-- EXERCISE BRIEF --
Swap "dot" for "point" throughout the records and write them out again with nothing else changed. Omit the pictures from your answer.

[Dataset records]
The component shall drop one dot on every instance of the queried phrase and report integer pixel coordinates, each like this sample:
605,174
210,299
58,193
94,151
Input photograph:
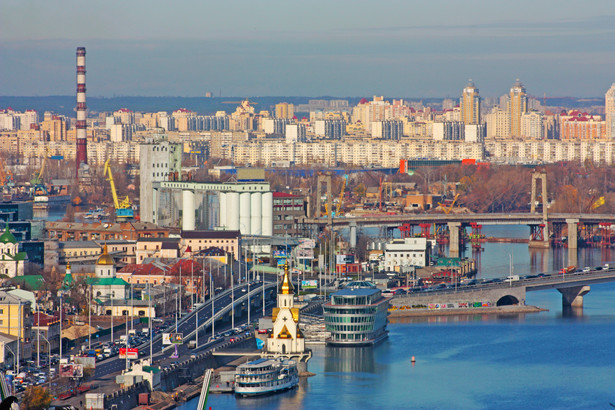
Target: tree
36,398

-- EXERCISE ANSWER --
The component shall drop one point on every instance of the queried phrase and report integer pixel coordinates, each like this sample:
605,174
210,299
58,193
94,151
Input photograph:
Target: tree
36,398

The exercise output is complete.